Do this:
Begin at the line that holds "Give the innermost point of each instance of the yellow-green" and copy each line exactly until the data below ends, including that last line but no pictures.
** begin Task inputs **
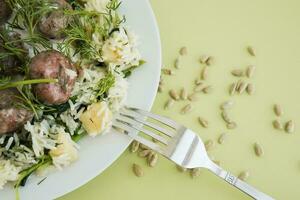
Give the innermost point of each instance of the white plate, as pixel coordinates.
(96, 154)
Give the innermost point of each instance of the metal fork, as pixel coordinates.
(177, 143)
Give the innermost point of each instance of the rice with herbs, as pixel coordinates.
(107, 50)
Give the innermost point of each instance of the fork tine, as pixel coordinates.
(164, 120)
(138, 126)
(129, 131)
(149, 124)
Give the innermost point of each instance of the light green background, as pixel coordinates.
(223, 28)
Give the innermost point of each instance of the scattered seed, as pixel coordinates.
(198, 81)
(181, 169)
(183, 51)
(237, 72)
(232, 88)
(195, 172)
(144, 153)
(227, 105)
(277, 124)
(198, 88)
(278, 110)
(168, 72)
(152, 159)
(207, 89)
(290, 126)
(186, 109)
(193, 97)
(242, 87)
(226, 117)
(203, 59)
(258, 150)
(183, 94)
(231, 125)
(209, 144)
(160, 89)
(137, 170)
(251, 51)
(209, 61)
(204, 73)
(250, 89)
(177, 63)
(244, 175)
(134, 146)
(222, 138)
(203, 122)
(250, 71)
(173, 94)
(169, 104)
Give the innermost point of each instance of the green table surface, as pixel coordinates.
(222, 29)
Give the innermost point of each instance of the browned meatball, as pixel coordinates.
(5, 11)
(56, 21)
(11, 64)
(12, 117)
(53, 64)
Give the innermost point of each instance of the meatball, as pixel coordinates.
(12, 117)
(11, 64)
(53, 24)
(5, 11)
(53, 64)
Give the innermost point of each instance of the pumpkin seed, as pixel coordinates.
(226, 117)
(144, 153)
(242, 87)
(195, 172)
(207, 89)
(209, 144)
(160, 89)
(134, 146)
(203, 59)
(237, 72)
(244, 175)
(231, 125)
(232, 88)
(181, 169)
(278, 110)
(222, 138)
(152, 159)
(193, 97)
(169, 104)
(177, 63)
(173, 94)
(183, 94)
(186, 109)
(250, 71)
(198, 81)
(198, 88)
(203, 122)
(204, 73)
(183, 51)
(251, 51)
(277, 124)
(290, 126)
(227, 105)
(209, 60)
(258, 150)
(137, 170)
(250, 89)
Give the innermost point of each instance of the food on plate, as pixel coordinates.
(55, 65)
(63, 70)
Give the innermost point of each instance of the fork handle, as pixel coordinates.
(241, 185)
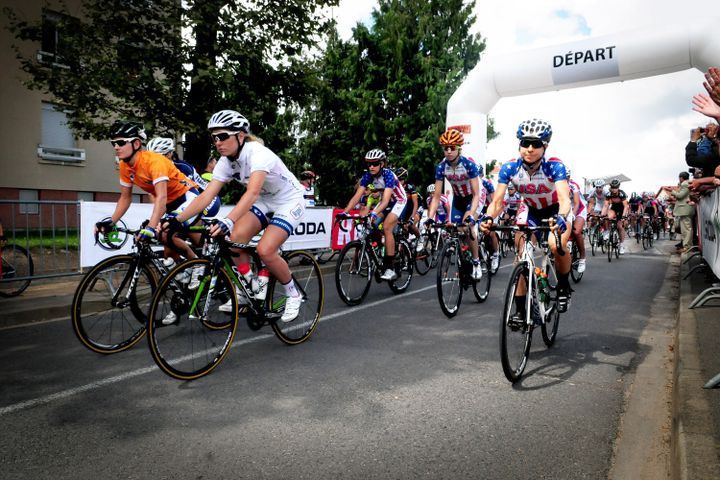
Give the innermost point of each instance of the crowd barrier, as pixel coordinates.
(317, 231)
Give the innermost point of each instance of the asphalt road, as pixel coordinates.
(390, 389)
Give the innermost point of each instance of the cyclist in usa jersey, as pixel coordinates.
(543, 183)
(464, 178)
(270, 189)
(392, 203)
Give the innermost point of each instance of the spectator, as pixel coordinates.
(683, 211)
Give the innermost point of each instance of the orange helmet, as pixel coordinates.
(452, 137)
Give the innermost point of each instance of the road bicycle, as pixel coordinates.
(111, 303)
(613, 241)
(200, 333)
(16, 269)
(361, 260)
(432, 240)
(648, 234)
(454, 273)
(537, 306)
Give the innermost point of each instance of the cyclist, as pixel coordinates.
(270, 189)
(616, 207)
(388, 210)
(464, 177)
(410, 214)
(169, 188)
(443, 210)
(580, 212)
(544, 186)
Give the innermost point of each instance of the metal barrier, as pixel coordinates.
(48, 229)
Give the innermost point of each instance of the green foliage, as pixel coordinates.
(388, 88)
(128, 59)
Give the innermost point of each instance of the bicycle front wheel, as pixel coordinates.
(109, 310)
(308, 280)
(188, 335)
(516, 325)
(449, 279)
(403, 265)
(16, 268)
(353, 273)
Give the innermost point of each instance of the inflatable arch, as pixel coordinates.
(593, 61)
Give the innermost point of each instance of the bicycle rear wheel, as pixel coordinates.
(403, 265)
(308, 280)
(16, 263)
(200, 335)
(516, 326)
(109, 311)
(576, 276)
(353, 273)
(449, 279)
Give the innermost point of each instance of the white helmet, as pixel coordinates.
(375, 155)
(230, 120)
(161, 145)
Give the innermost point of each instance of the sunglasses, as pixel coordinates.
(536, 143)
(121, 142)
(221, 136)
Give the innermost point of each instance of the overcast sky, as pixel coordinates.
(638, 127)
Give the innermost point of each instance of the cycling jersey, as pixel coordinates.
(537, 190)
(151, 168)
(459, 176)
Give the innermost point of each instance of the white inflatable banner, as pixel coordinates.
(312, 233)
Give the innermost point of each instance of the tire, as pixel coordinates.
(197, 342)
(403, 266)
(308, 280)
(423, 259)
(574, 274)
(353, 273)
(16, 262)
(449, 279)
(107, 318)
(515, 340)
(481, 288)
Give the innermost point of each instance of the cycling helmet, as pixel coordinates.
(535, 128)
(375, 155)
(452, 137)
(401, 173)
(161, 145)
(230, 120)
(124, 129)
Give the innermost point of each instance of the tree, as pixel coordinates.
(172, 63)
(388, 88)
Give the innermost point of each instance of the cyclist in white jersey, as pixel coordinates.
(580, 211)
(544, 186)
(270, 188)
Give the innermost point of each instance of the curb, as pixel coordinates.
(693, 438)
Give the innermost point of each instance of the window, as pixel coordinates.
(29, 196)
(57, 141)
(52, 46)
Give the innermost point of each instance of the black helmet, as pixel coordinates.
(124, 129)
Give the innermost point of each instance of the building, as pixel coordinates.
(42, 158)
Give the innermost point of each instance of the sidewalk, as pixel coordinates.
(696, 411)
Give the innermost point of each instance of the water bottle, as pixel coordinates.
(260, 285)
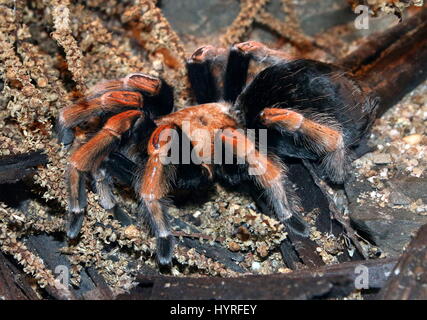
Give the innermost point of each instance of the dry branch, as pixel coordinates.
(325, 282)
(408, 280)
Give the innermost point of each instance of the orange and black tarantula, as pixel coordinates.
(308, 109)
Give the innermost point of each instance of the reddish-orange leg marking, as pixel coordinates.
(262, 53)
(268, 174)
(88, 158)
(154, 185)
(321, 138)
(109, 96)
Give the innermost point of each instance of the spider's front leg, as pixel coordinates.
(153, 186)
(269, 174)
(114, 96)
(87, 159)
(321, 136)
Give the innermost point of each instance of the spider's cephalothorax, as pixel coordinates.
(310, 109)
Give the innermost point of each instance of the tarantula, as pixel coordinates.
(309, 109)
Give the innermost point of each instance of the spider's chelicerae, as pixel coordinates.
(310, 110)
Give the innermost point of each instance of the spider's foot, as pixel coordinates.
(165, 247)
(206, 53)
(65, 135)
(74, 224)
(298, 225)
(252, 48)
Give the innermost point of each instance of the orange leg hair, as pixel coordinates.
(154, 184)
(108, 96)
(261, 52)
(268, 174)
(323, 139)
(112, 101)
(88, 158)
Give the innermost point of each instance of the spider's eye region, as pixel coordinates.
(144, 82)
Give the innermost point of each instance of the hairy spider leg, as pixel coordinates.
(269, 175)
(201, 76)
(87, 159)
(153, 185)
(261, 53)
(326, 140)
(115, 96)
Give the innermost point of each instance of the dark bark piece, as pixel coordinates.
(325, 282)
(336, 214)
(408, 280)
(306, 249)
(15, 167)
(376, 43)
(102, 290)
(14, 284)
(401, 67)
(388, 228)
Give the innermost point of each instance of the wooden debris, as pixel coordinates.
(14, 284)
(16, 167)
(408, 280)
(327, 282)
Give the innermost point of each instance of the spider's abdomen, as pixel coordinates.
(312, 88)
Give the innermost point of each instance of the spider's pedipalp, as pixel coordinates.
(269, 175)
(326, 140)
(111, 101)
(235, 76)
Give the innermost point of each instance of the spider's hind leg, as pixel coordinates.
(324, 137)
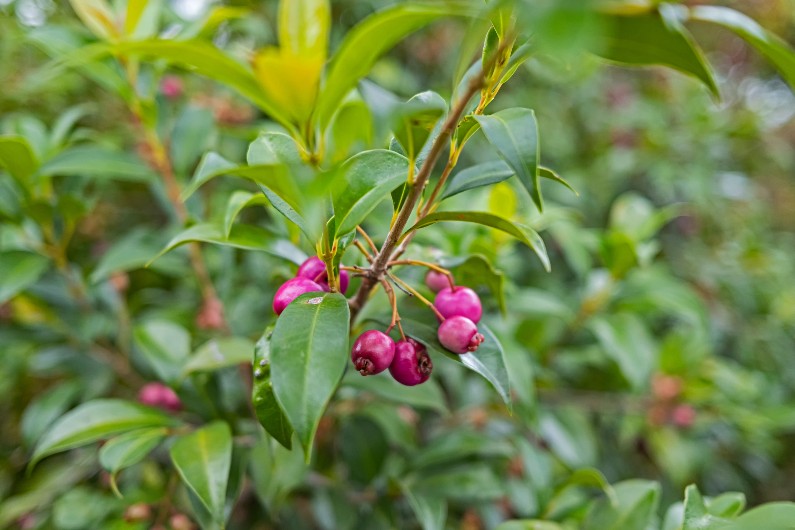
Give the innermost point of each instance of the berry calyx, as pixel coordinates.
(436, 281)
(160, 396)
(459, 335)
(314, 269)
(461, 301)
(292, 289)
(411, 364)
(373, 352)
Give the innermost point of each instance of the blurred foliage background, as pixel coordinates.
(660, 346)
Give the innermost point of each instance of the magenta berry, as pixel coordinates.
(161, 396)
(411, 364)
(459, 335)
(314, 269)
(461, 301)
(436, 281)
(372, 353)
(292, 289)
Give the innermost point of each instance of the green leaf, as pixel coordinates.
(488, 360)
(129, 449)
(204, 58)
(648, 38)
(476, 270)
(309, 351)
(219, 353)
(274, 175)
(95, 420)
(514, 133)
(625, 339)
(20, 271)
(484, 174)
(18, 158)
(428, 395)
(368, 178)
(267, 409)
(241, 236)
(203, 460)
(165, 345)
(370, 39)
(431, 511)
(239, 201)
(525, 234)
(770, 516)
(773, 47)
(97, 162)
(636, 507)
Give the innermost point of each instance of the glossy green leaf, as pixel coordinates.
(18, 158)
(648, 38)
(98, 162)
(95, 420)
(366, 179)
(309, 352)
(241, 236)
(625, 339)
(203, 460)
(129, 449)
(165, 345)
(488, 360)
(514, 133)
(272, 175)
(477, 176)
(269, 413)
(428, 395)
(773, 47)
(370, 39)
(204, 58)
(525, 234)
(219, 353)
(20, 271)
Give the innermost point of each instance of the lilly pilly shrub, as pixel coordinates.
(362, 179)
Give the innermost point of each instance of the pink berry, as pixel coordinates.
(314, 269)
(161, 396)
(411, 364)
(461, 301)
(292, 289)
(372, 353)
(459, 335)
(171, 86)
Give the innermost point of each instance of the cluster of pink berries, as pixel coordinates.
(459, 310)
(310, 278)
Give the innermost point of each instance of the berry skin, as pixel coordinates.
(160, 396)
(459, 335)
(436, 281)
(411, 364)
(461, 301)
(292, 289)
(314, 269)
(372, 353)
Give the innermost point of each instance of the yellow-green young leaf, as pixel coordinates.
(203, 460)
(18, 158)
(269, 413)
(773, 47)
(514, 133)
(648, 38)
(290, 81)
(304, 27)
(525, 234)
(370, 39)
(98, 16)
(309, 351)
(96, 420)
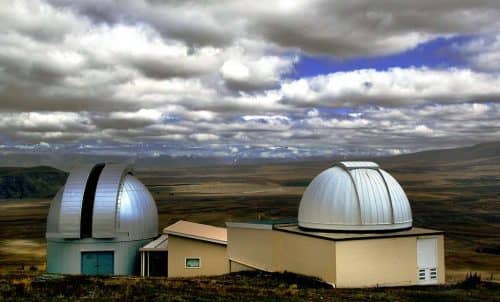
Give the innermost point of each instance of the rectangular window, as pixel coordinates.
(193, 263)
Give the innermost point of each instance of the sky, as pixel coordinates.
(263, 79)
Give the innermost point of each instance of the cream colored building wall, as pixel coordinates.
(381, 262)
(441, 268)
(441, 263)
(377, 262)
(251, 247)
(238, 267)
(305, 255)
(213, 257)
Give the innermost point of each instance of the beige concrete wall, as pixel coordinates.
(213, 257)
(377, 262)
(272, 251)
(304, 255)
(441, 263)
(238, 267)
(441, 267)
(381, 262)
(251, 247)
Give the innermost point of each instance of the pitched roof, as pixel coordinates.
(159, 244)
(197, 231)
** end Task inputs **
Task output:
Give the innermost point of each instance of the yellow-green young leaf, as pixel coordinates.
(203, 460)
(18, 158)
(269, 413)
(773, 47)
(514, 133)
(648, 38)
(290, 81)
(304, 27)
(525, 234)
(370, 39)
(98, 16)
(309, 351)
(96, 420)
Give the innermost point of each instance of the rectangular window, as pixel coordinates.
(193, 263)
Give the innermost point of each instance of the sky, as pixel coordinates.
(263, 79)
Give the innermost point of each instance of the cream colored building wall, as pixel coordinates.
(381, 262)
(441, 268)
(441, 263)
(377, 262)
(251, 247)
(238, 267)
(305, 255)
(213, 257)
Give the innermost point of each instance of the beige concrete wall, as pixel coordinates.
(213, 257)
(377, 262)
(272, 251)
(304, 255)
(441, 263)
(238, 267)
(441, 267)
(381, 262)
(251, 247)
Give the innermost point of each instance of the pitched roof, as pixel coordinates.
(159, 244)
(197, 231)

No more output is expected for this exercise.